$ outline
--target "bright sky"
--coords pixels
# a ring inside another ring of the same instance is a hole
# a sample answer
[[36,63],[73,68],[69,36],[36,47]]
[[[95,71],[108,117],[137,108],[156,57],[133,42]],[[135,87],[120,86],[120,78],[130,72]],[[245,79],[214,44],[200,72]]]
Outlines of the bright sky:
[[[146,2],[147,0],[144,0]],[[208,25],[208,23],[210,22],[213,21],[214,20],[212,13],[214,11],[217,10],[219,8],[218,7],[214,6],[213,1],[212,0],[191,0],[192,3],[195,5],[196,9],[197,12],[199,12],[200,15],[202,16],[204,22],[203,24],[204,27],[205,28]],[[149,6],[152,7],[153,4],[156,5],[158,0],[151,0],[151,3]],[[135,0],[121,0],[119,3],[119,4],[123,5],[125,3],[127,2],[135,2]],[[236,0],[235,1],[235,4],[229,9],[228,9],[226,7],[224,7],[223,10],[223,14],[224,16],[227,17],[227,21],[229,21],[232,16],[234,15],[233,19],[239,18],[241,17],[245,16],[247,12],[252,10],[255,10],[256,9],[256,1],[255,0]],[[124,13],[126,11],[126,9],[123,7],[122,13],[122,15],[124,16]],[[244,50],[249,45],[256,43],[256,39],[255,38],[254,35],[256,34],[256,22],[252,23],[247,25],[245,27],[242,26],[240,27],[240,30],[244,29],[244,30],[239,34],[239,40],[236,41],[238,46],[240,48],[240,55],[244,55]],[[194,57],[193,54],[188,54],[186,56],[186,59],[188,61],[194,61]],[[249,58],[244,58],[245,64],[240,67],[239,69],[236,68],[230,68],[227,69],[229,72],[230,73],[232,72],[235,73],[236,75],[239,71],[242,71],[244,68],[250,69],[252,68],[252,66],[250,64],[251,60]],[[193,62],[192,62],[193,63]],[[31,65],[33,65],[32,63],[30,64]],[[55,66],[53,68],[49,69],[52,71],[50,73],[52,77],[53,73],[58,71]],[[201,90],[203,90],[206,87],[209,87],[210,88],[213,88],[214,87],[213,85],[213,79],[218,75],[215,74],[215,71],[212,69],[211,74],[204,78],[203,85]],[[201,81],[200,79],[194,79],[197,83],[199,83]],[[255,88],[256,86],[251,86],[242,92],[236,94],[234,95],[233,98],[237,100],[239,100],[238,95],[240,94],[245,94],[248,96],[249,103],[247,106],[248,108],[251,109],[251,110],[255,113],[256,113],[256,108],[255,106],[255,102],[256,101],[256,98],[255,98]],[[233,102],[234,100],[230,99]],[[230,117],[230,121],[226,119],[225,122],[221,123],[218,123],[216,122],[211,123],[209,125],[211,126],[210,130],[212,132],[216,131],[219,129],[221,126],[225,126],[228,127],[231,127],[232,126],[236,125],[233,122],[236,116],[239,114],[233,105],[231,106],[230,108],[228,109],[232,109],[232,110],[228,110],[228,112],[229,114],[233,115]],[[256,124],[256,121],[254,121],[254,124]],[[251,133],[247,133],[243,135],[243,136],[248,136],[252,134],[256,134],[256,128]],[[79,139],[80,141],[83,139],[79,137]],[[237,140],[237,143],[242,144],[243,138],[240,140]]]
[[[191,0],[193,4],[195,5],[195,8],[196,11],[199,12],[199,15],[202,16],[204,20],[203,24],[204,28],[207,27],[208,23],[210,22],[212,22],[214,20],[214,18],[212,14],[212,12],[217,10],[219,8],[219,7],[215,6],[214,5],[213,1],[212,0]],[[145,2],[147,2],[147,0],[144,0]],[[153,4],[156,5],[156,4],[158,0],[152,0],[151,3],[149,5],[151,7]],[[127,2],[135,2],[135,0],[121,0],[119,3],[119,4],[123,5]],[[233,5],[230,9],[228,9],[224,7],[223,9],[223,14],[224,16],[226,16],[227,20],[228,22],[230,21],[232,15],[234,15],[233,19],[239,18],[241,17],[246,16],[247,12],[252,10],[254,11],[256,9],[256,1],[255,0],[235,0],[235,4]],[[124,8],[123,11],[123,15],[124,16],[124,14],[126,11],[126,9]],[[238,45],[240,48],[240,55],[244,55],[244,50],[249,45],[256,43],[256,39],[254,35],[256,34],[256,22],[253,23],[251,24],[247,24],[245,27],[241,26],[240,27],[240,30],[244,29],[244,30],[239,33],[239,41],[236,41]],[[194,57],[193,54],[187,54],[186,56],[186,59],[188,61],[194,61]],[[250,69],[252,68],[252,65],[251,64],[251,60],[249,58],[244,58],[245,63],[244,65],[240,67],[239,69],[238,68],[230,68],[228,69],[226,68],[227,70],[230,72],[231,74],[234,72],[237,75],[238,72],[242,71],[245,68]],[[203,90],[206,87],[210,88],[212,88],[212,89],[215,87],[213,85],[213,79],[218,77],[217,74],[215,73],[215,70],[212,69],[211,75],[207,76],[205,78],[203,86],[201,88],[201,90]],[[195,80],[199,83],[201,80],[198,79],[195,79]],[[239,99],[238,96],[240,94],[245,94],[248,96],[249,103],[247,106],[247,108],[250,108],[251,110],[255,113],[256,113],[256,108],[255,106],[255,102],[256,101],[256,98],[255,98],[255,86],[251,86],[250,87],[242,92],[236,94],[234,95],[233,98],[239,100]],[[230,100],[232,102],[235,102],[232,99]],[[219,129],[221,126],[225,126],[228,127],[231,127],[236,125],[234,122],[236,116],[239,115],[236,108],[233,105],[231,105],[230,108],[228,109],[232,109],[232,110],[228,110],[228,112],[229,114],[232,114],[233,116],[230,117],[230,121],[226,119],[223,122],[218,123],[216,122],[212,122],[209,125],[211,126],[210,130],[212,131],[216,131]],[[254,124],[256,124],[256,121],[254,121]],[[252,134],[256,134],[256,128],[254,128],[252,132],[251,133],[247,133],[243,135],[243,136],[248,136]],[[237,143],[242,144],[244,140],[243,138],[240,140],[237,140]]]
----
Retype every line of the listing above, character for character.

$ outline
--target "bright sky"
--coords pixels
# a ring inside another ring of the same instance is a hole
# a sample answer
[[36,63],[73,68],[69,36],[36,47]]
[[[95,71],[108,117],[137,108],[156,57],[133,42]],[[135,87],[120,86],[120,78],[130,72]],[[245,79],[214,44],[200,72]]]
Outlines of the bright sky:
[[[146,2],[147,0],[144,0]],[[208,25],[208,23],[210,22],[213,21],[214,20],[212,13],[214,11],[217,10],[219,8],[218,7],[214,6],[213,1],[212,0],[191,0],[192,3],[195,5],[196,9],[197,12],[199,12],[200,15],[202,16],[204,22],[203,24],[204,27],[205,28]],[[149,6],[152,7],[153,4],[156,5],[158,0],[151,0],[151,3]],[[135,0],[121,0],[119,3],[119,4],[123,5],[125,3],[127,2],[135,2]],[[236,0],[235,1],[235,4],[229,9],[228,9],[226,7],[224,7],[223,10],[223,14],[224,16],[227,17],[227,21],[229,21],[232,16],[234,15],[233,19],[239,18],[241,17],[245,16],[247,12],[252,10],[255,10],[256,9],[256,1],[255,0]],[[124,13],[126,11],[126,9],[123,7],[122,13],[122,15],[124,16]],[[244,50],[249,45],[256,43],[256,39],[255,38],[254,35],[256,34],[256,22],[252,23],[247,25],[245,27],[242,26],[240,27],[240,30],[244,29],[244,30],[239,34],[239,40],[236,41],[238,46],[240,48],[240,55],[244,55]],[[194,57],[193,54],[188,54],[186,56],[186,59],[188,61],[194,61]],[[249,58],[244,58],[245,64],[240,67],[239,69],[236,68],[230,68],[227,69],[229,72],[230,73],[232,72],[235,73],[236,75],[239,71],[242,71],[244,68],[250,69],[252,68],[252,66],[250,64],[251,60]],[[193,62],[192,62],[193,63]],[[31,65],[33,65],[32,63],[30,64]],[[55,66],[53,68],[49,69],[52,71],[50,73],[52,77],[53,73],[58,71]],[[201,90],[203,90],[206,87],[209,87],[210,88],[213,88],[214,87],[213,85],[213,79],[218,75],[215,74],[215,71],[212,69],[211,74],[204,78],[203,85]],[[201,81],[200,79],[194,79],[197,83],[199,83]],[[255,88],[256,86],[251,86],[242,92],[236,94],[234,95],[233,98],[237,100],[239,100],[238,95],[240,94],[245,94],[248,96],[249,103],[247,106],[248,108],[251,109],[251,110],[255,113],[256,113],[256,108],[255,106],[255,102],[256,101],[256,98],[255,98]],[[233,102],[234,100],[230,99]],[[230,117],[230,121],[226,119],[225,122],[221,123],[218,123],[216,122],[211,123],[209,125],[211,126],[210,130],[212,132],[216,131],[219,129],[221,126],[225,126],[228,127],[231,127],[232,126],[236,125],[233,122],[236,116],[239,114],[233,105],[231,106],[230,108],[228,109],[232,109],[232,110],[228,110],[228,112],[229,114],[233,115]],[[256,124],[256,121],[254,121],[254,124]],[[251,133],[247,133],[243,135],[243,136],[248,136],[252,134],[256,134],[256,128]],[[79,139],[80,141],[83,139],[79,137]],[[237,140],[237,143],[242,144],[243,138],[240,140]]]
[[[191,0],[193,4],[195,5],[195,8],[196,11],[199,12],[199,15],[202,16],[204,20],[203,24],[204,28],[207,27],[208,23],[210,22],[212,22],[214,20],[214,18],[212,14],[212,12],[217,10],[219,8],[219,7],[215,6],[214,5],[213,1],[212,0]],[[145,2],[147,2],[147,0],[144,0]],[[153,4],[156,5],[156,4],[158,0],[152,0],[151,3],[149,5],[151,7]],[[127,2],[135,2],[135,0],[121,0],[119,3],[119,4],[123,5]],[[233,5],[230,9],[228,9],[224,7],[223,9],[223,14],[224,16],[226,16],[227,20],[228,22],[230,21],[232,15],[234,15],[233,19],[239,18],[241,17],[246,16],[247,12],[252,10],[254,11],[256,9],[256,1],[255,0],[235,0],[235,4]],[[124,8],[123,11],[123,15],[124,16],[124,14],[126,11],[126,9]],[[238,45],[240,48],[240,55],[244,55],[244,50],[249,45],[256,43],[256,39],[254,35],[256,34],[256,22],[253,23],[251,24],[247,24],[245,27],[241,26],[240,27],[240,30],[244,29],[244,30],[239,33],[239,41],[236,41]],[[194,57],[193,54],[187,54],[186,56],[186,59],[188,61],[194,61]],[[250,69],[252,68],[252,65],[251,64],[251,60],[249,58],[244,58],[245,63],[244,65],[240,67],[239,69],[238,68],[230,68],[228,69],[226,68],[227,70],[230,72],[231,74],[234,72],[237,75],[238,72],[242,71],[245,68]],[[203,90],[206,87],[210,88],[212,88],[212,89],[215,87],[213,85],[213,79],[218,77],[217,74],[215,73],[215,70],[212,69],[211,75],[207,76],[205,78],[203,86],[201,88],[201,90]],[[195,80],[199,83],[201,80],[198,79],[195,79]],[[239,99],[238,96],[240,94],[245,94],[248,96],[249,103],[247,106],[247,108],[250,108],[251,110],[255,113],[256,113],[256,108],[255,106],[255,102],[256,101],[256,98],[255,98],[255,86],[251,86],[250,87],[242,92],[236,94],[234,95],[233,98],[239,100]],[[230,100],[232,102],[235,102],[232,99]],[[219,129],[221,126],[225,126],[228,127],[231,127],[236,125],[234,122],[236,116],[239,115],[236,108],[233,105],[231,105],[230,108],[228,109],[232,109],[232,110],[228,110],[228,112],[229,114],[232,114],[233,116],[230,117],[230,121],[226,119],[223,122],[218,123],[216,122],[212,122],[209,125],[211,126],[210,130],[212,131],[216,131]],[[254,124],[256,124],[256,121],[254,121]],[[252,134],[256,134],[256,128],[254,128],[252,132],[251,133],[247,133],[243,135],[243,136],[248,136]],[[237,143],[242,144],[244,140],[243,138],[240,140],[237,140]]]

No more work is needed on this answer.